Please change "marble column" to "stone pillar" in the records starting at the line that contains "column, it would be much appreciated." and ending at the line that contains "M1008 604L1019 605L1042", then return only those lines with nothing else altered.

RECORDS TO USE:
______

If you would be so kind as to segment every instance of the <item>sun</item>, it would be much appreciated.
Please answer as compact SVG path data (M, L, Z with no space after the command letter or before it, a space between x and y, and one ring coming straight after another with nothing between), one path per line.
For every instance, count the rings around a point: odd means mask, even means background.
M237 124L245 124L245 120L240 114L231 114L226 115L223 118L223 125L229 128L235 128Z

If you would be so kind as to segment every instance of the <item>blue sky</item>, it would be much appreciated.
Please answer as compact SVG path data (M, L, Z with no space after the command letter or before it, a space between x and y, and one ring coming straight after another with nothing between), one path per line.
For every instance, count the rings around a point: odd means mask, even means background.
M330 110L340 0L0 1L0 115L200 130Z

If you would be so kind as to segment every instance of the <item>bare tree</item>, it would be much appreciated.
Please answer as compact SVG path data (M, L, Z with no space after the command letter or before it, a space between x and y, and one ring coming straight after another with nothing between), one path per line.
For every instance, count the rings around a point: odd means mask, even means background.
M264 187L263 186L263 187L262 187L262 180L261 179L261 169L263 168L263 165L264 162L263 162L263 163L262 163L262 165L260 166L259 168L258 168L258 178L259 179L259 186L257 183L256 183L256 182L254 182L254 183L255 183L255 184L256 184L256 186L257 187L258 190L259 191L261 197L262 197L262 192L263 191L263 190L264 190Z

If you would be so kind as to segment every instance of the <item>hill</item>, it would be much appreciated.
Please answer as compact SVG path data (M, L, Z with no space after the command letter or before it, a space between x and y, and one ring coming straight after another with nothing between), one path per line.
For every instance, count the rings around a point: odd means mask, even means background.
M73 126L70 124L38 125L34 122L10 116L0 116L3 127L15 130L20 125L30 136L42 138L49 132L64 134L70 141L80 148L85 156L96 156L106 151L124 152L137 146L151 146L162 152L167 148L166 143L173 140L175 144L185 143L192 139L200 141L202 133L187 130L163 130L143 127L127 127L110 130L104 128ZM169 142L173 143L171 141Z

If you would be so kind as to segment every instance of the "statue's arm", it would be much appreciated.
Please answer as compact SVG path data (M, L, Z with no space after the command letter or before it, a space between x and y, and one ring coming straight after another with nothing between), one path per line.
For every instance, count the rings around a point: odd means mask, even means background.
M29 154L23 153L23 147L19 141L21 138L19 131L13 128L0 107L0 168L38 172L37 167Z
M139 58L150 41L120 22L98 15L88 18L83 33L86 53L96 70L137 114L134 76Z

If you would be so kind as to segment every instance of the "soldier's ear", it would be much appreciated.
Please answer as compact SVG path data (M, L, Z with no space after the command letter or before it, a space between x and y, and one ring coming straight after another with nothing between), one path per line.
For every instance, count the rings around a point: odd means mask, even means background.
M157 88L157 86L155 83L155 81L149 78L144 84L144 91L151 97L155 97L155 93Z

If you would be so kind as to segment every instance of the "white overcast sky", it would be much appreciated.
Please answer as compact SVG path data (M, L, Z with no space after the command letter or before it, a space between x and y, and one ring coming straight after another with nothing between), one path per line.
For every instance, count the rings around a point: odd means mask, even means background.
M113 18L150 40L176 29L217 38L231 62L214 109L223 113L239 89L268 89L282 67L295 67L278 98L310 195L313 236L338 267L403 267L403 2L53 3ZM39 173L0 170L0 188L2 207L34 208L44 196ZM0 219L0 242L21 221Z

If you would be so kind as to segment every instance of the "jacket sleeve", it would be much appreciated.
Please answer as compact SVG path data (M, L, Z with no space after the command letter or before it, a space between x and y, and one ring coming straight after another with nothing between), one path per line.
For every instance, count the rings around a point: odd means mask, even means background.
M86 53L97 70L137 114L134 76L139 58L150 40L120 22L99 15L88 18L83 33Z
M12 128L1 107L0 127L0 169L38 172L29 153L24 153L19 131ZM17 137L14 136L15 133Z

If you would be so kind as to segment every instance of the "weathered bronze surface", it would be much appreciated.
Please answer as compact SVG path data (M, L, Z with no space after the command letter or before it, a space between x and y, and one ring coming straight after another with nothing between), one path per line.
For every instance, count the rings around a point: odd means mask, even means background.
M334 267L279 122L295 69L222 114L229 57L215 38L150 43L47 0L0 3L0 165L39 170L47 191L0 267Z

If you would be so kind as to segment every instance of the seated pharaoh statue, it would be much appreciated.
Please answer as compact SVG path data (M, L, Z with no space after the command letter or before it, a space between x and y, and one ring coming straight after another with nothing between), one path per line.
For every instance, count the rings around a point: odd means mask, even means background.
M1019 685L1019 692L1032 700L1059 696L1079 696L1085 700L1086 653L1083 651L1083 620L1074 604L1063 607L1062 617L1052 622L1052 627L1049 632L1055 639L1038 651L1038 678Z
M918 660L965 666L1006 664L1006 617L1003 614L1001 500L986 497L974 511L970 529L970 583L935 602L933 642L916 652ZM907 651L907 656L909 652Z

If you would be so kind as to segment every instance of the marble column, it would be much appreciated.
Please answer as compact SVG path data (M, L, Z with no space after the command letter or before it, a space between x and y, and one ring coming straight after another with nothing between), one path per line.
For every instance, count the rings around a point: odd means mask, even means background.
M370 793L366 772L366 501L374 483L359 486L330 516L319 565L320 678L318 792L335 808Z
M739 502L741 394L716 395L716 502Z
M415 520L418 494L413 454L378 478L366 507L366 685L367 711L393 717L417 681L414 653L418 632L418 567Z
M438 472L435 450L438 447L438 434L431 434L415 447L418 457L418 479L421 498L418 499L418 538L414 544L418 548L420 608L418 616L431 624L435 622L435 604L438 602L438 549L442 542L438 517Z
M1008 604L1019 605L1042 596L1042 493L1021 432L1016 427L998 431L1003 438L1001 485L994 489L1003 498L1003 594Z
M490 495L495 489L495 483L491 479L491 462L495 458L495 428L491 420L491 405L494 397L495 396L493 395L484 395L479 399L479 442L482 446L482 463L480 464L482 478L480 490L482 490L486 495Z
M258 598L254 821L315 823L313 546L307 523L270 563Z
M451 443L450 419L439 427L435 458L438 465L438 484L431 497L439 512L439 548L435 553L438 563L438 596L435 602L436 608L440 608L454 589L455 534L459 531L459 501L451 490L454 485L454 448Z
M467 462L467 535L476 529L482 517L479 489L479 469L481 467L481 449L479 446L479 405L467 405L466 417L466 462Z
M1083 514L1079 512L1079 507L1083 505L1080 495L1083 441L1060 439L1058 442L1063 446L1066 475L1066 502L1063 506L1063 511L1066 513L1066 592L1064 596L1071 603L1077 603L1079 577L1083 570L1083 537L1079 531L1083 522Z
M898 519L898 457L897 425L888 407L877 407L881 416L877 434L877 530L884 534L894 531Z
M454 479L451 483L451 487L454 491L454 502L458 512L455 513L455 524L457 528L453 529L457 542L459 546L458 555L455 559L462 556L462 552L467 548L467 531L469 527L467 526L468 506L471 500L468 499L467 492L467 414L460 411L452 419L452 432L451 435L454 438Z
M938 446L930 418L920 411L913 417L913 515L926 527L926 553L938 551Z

______

OUTPUT BELOW:
If you would be so kind as to segment every instance of the stone pillar, it would be much appreciated.
Please answer as compact SVG path data (M, L, Z with no space after the command letter or before it, a space between x and y, and one ring coming straight after another with nothing between), one path per line.
For every instance, count the rings around a point: odd means mask, even means background.
M370 793L366 772L366 501L374 483L359 486L330 516L319 565L320 678L318 792L335 808Z
M739 502L741 394L716 395L716 502Z
M415 520L418 494L413 454L378 478L366 507L366 685L367 711L393 717L417 681L414 653L418 632L418 567Z
M438 472L435 450L438 447L438 434L431 434L415 447L418 457L418 479L421 498L418 499L418 538L414 544L418 548L420 608L418 616L431 624L435 622L435 604L438 602L438 549L442 542L438 517Z
M1008 604L1019 605L1042 596L1042 493L1021 432L1016 427L998 431L1003 438L1001 485L994 489L1003 498L1003 594Z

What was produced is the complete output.